> [EXERCISE TASKS]:
**A)** Write out the passage of the walk account starting with "This had been" and going on through "to bail out!".
**B)** In the walk account, which pub did the walkers go to in Knighton while waiting for the taxi?
**C)** Carry on the walk account from its final sentence.

> [TEXT SHOWN]:
==*==

We eventually arrived in Knighton, to find a sign welcoming us to Wales. What? I thought we’d spent the whole day walking in Wales? No, apparently we started in Wales, and within half an hour went back into England, and spent the rest of the day walking in England!

The problem we had now was that we had nowhere to stay. There is a campsite in Knighton, but they don’t allow dogs. This was a big problem with our planning for this walk. Not only did I have to adjust to the non-Scotland rules of NOT being able to camp wherever you want, I was then hit with a horrible anti-dog policy in half the campsites on our planned route. Out of 6 staged stopping points (based on the guide books), only 2 of them had campsites that allowed dogs. Frustratingly, these 2 places both had 2 campsites that allowed dogs so we had plenty of options in 2 places and nothing at all in between.

This had been weighing on our minds. We were also going a lot slower than expected, due to the stiles, with no expectation that this would change in future days. This put us at risk of not getting back in time. The countryside had been rather boring farmland for most of the day too – another thing which we didn’t expect to change in the coming days. Oh, it was pretty, . . . but not really what either of us wanted in a walk. We were also cold and wet by this point. Any 2 or 3 of these things, we could’ve dealt with. All 4 . . . we decided to bail out!

Luckily we found a very helpful lady in the Knighton Tourist Info Centre, who booked the local taxi for us to take us back to Churchstoke. We had a couple of hours to kill so went down to the George and Dragon pub, for a pint. They let Merlin in and he soon curled up in front of the fire while we started to defrost and shared stories with some other walkers we’d seen on the trail.

Tired, wet dog.

Tired, wet dog.

We arrived back at the Horse and Jockey in Churchstoke (confusing, because there is also a Horse and Jockey in Knighton!), much to the surprise of the innkeeper! Some more banter, another lovely meal, and we spent the night in the same campsite we had the day before!

As snug as a bug in a rug (or a setter in a doona). Sleeping next to the car meant we could use all the extra blankets and bedding we wanted!

As snug as a bug in a rug (or a setter in a doona). Sleeping next to the car meant we could use all the extra blankets and bedding we wanted!

We were up to about plan K at this point, and started coming up with L, M and N. Eventually we decided to go and visit a blogging friend of mine (who’ve I’ve never met in person) who lives in the Peak District (“on the way home” if you look at it through squinty eyes). However, there is a dog equipment supplier in Wales (also loosely “on the way”) that I wanted to stop in and see. I’ve been thinking of getting Merlin a coat and harness, but didn’t feel confident buying one online. This way I could actually try them on him. Unfortunately my “marking it on the map” consisted of circling an area that was roughly 5 miles across in some random rural area of Wales! The Sat Nav (which I’d borrowed from Scott and had served us quite well up to now) couldn’t find the town name I was looking for so we had to use it to get us nearby then try to follow road signs. We drove around tiny villages and backroads for about half an hour before we finally found the town I thought I was looking for. Still couldn’t see any dog supply shop though! I asked in a store in town and they knew exactly who I meant and gave me directions to get there.

We arrived at Cammwdr Canines to be greeted by several cats and a horse, but no humans! We did find some eventually and Ann was extremely helpful at suggesting what we needed and fitting things on Merlin. I came away with a lovely new coat and a harness . . . which would’ve been really helpful for getting Merlin over stiles!

==*==

> [DATASET SECTION]:
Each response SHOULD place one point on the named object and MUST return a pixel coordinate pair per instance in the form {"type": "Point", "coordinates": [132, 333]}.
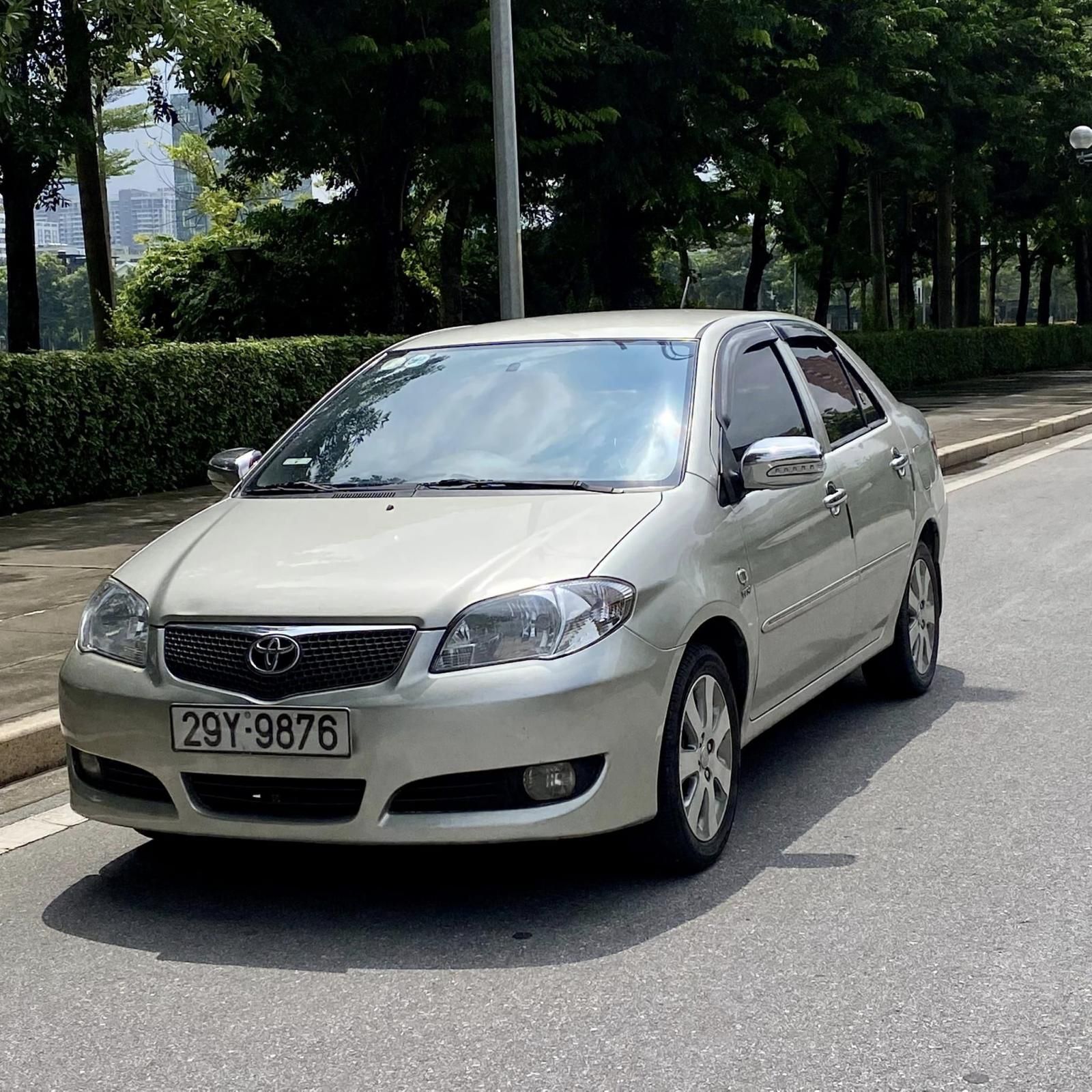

==*==

> [THE REPLIES]:
**A)**
This had been weighing on our minds. We were also going a lot slower than expected, due to the stiles, with no expectation that this would change in future days. This put us at risk of not getting back in time. The countryside had been rather boring farmland for most of the day too – another thing which we didn’t expect to change in the coming days. Oh, it was pretty, . . . but not really what either of us wanted in a walk. We were also cold and wet by this point. Any 2 or 3 of these things, we could’ve dealt with. All 4 . . . we decided to bail out!

**B)** The George and Dragon pub.

**C)**
An uncooperative model (there are cats outside)

An uncooperative model (there are cats outside)

Then it was on to the Peak District. All smooth sailing except that the Sat Nav stupidly took us off the motorway and through what felt like the middle of a city where it took us 10 minutes to go about 100m. OK, I don’t know that there was actually a better way to go, but that isn’t going to stop me complaining. We finally got to my friend’s place (after a scenic drive along some stunning backroads because the main road into town was closed off for a parade) where we had tea and cheese on toast and cakes and a wonderful chat.

I had a plan that we could go and see Lake Windermere so I programmed “accommodation near Lake Windermere” into the Sat Nav. It did an amazing job. We had a smooth drive up there and arrived at an absolutely stunning campground. Stunning in both its organisation and facilities, and the views over the Lakes and to the hills. Sadly also quite expensive!! Still, a good spot to pitch our tents and a really lovely meal at the restaurant made up for it.

Merlin showing off his new coat and helping Steve make camp (I had already finished!)

Merlin showing off his new coat and helping Steve make camp (I had already finished!)

Dinner time!

Dinner time!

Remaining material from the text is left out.